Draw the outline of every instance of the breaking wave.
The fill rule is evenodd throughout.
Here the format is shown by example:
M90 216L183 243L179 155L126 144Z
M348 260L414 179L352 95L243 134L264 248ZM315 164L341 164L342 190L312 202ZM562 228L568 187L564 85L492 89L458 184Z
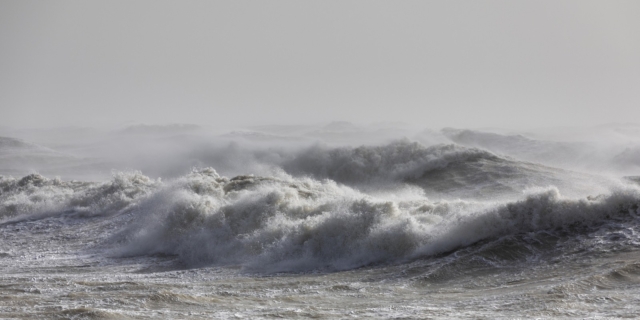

**What to do**. Reproduce every record exactly; images stay out.

**The completed task**.
Draw the outline of every instance of the breaking wave.
The fill rule is evenodd throughout.
Here the format is shown by example:
M90 216L183 243L179 155L126 144Z
M348 260L414 179L352 95L243 134L264 248ZM315 164L341 164L342 190L312 202ZM562 228L568 187L564 85L492 89L458 184Z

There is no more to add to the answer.